_作業指示_
(1) 屋島寺についての文章から、「当時、世界の文化の中心であった唐の国から、幾多の苦難を乗り越えて、」を含む語句で始まり「その様な地位を捨てて、何故に我が国へとやって来て下さったのか?」で終わる部分を書き出してください。その際、「唐の国」を「大唐の国」に更新してください。
(2) 屋島寺についての文章をもとに、次の問いに答えてください。
(a) 屋島寺は第何番の札所ですか。
(b) 一行は何を使ってお参りに来ましたか。
(c) 屋島寺の開基と伝えられているのは誰ですか。
(3) 屋島寺についての文章を、最後の文のあとから書き進めてください。

_本文抜粋_
2010/10/09 17:30 | Comments(0) | TrackBack() | きくへんアルバム
【84番】 南面山・屋島寺《放送内容》
今回のお参りは第八十四番札所、南面山・屋島寺です。

まずは、広い駐車場と近代的な建物に目を惹かれるこちらのお寺。
一行は自動車でお参りのため、整備された有料道路でやって来ましたが、
元々あるへんろ道は、険しい登山道です

周囲を観光スポットに囲まれている関係で、白装束のお遍路さんよりも、
レジャーに訪れた道すがら、ちょっとお参りを…という、一般の参拝者を
むしろ多く見かけます

***********

お寺の歴史は古く、天平年間、あの鑑真和上が開基と伝えられています。

当時、世界の文化の中心であった唐の国から、幾多の苦難を乗り越えて、
遂には失明という憂き目に遭いながらも、東方の小国に過ぎない日本へと
命懸けで、正しい仏法(戒律)を伝えた鑑真和上

当時の中国における鑑真さまの地位といえば、時の皇帝の相談役
言わば最高権力者の右腕として、あの大国を動かす立場にあったのです。

国の宝とでも言うべき方が、周囲の慰留や、時には妨害に遭いながらも、
その様な地位を捨てて、何故に我が国へとやって来て下さったのか?

中国に限らず、当時の大陸に存在した各国は、日々権力闘争に明け暮れ、
安定した政権が長続きする事はありませんでした

そんな中、穏やかで争い事の少ない東方の島国の話を聞いた鑑真和上は、
日本人に、正しい仏法を伝承出来る可能性を見出したのかもしれません。

_保存済み資料_

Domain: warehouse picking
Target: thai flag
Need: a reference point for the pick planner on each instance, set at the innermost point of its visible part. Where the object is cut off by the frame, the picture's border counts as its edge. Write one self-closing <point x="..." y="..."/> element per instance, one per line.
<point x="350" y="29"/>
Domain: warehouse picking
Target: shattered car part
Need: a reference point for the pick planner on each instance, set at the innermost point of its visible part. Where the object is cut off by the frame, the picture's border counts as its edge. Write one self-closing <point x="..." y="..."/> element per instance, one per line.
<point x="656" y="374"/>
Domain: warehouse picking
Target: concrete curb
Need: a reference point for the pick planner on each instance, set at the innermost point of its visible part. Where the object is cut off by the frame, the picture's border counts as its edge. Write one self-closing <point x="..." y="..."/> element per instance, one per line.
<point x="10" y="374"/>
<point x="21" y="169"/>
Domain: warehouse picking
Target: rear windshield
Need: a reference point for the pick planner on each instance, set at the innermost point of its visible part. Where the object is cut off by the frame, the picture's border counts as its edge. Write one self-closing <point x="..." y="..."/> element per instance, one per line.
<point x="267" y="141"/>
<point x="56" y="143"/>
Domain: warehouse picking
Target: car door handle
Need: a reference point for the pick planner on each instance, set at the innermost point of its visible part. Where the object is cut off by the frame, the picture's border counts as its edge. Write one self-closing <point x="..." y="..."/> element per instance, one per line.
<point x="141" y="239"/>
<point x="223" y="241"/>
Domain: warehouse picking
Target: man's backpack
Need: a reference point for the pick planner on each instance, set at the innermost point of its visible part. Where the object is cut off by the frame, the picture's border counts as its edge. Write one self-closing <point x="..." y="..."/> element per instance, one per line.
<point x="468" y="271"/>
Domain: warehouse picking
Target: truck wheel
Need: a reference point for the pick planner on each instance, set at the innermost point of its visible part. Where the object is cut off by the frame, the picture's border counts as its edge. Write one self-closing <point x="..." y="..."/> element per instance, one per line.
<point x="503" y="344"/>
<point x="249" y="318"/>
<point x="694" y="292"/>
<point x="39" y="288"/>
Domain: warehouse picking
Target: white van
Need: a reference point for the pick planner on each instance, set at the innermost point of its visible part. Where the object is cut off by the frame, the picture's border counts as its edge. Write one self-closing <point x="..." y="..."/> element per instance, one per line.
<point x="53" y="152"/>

_各作業の結果_
(1)
当時、世界の文化の中心であった大唐の国から、幾多の苦難を乗り越えて、
遂には失明という憂き目に遭いながらも、東方の小国に過ぎない日本へと
命懸けで、正しい仏法(戒律)を伝えた鑑真和上

当時の中国における鑑真さまの地位といえば、時の皇帝の相談役
言わば最高権力者の右腕として、あの大国を動かす立場にあったのです。

国の宝とでも言うべき方が、周囲の慰留や、時には妨害に遭いながらも、
その様な地位を捨てて、何故に我が国へとやって来て下さったのか?

(2)
(a) 第八十四番
(b) 自動車
(c) 鑑真和上

(3)
***********

山門をくぐり、境内に立つと、そこに流れるのは、南国的な雰囲気

土佐の各札所で感じた、開放的な空気に近いものがありますが、それは、
近くに海を臨み、山上のため空が近い事が原因でしょう。

諸堂は本格的な宮建築

京都の寺院のような繊細さではなく、主に奈良で見られる、素朴ながらも
力強さ溢れる造りが印象的です。

***********

さて、皆さんお待ちかね、米裕さんの創作小噺『凸凹同行記』。

屋島寺の境内へとやって来たごんた、大きな狸の像に驚きますが、それは
佐渡の団三郎狸・淡路の芝右衛門狸と並び、『日本三名狸』の一匹として
崇められている、四国狸の総大将・太三郎狸です。

この太三郎狸、眷属が集まる大寒の時期に、自分が見た源平合戦の様子を
幻術を使って皆に披露して楽しませたり、道に迷っていたお大師さまを、
人間に化けて案内したりと、善行を積んだそうです。

夫婦の契り固く、家庭円満・縁結び・子宝、更には水商売の神様として、
全国に信者を持つ、屋島寺の守り神です

古くより、狐や狸は『人を化かす』と言われて来ましたが、言い換えれば
我々の先祖は、人智を超えた、人の力が及ばぬ存在がある事を感じ取り、
畏れ敬っていたという事でしょう。

科学万能の時代、万物の霊長を自認する人間。

しかし、そんな我々をも超える力がある事を感じ、素直に認めることで、
現代人が忘れがちな『謙虚さ』を取り戻す事が出来るでしょう。

***********

ダイナミックな奈良建築。
日差しの強い時は、大きな屋根が、優しく、有り難いものです

しかし、この屋島寺、夏は照り返しが強く、冬は寒風の吹きさらし。
山上のため、台風シーズンにはまともに強風を受ける、厳しい行場です

観光スポットという一面を有していながら、やはり律宗の祖・鑑真和上
修行の道場として開かれたお寺。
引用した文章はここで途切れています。